Swap every "ceiling fan" in the records below for "overhead fan". Reproduce the records with all other text unchanged.

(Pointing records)
=-=-=

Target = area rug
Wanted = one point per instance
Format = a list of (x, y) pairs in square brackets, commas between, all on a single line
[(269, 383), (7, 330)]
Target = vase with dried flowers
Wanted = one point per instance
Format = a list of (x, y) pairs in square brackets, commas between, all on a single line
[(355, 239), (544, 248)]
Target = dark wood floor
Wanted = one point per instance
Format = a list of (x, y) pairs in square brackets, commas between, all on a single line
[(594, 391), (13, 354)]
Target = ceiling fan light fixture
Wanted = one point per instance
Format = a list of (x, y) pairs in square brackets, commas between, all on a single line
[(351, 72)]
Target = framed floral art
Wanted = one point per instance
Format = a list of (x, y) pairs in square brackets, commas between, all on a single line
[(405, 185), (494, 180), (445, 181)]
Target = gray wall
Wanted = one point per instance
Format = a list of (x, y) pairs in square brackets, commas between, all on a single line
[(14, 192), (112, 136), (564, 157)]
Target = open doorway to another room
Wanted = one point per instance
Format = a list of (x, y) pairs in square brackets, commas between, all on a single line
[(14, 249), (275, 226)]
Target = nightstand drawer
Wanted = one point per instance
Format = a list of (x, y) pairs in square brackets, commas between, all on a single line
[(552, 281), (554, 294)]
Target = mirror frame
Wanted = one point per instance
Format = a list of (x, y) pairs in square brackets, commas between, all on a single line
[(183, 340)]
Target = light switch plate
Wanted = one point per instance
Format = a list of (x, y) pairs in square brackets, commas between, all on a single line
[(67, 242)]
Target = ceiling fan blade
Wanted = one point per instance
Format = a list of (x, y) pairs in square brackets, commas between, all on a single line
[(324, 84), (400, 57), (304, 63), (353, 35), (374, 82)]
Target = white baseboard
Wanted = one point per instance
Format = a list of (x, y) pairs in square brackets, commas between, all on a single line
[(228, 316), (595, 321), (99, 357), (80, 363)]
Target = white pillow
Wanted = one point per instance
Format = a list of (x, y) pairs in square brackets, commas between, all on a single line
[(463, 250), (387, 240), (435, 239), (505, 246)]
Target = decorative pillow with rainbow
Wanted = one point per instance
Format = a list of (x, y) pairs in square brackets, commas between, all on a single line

=-=-=

▸ **Final result**
Target = area rug
Wanted = one point per instance
Format = a list of (x, y) pairs in square brackets, commas between, all on a single line
[(269, 383), (7, 330)]
Target = vase with dried flowers
Wanted = one point per instance
Format = a list of (x, y) pairs in square brackets, commas between, all on a single line
[(355, 239), (544, 248)]
Target = dark wood floor
Wanted = one point per instance
Format = a list of (x, y) pairs in square brackets, commas between, all on a single line
[(594, 391), (13, 354)]
Target = overhead fan light fixture
Wanted = one point per instance
Format = a list of (x, y) pairs in square brackets, commas between, all on a single line
[(351, 72)]
Target = framed floral art
Wanted = one point per instance
Format = a list of (x, y) pairs in square brackets, commas between, all on a single line
[(405, 185), (494, 180), (445, 181)]
Target = gray wall
Wanted = one point per instance
Format = a list of (x, y) pairs in square brackets, commas between, all on a single line
[(14, 192), (112, 136), (564, 157)]
Target = open doorway to another room
Wanted = one point per instance
Format = a list of (x, y) pairs in square brackets, commas between, all on a single line
[(14, 249), (275, 226)]
Target = nightstand drawer
Wanted = one point per instance
Format = a list of (x, y) pairs in square brackets, commas between, all on a single line
[(552, 281), (554, 294)]
Target = mirror frame
Wanted = one point per instance
Format = a list of (x, y) pairs in square brackets, commas between, all on a single line
[(183, 340)]
Target = light switch plate
Wanted = one point per instance
Format = a list of (x, y) pairs in square brackets, commas between, all on a single line
[(67, 242)]
Target = overhead fan blade
Wanted = one point per instance
Format = a list of (x, y) pairs in square brackets, commas between, all on a single line
[(324, 84), (400, 57), (304, 63), (353, 35), (374, 82)]
Target = white baseboard
Wanted = one point per instance
Format = a list of (x, y) pairs in square brackets, commas between, all on a single line
[(228, 316), (595, 321), (99, 357), (80, 363)]
Target = white pillow
Wanted = one point per instance
Format = a list of (x, y) pairs in square brackets, commas between, all on a single line
[(463, 250), (387, 240), (435, 239), (505, 246)]
Target = decorative pillow with rainbow
Wanted = one point per instance
Format = a list of (x, y) pairs in square brackets, commas between, all on a single line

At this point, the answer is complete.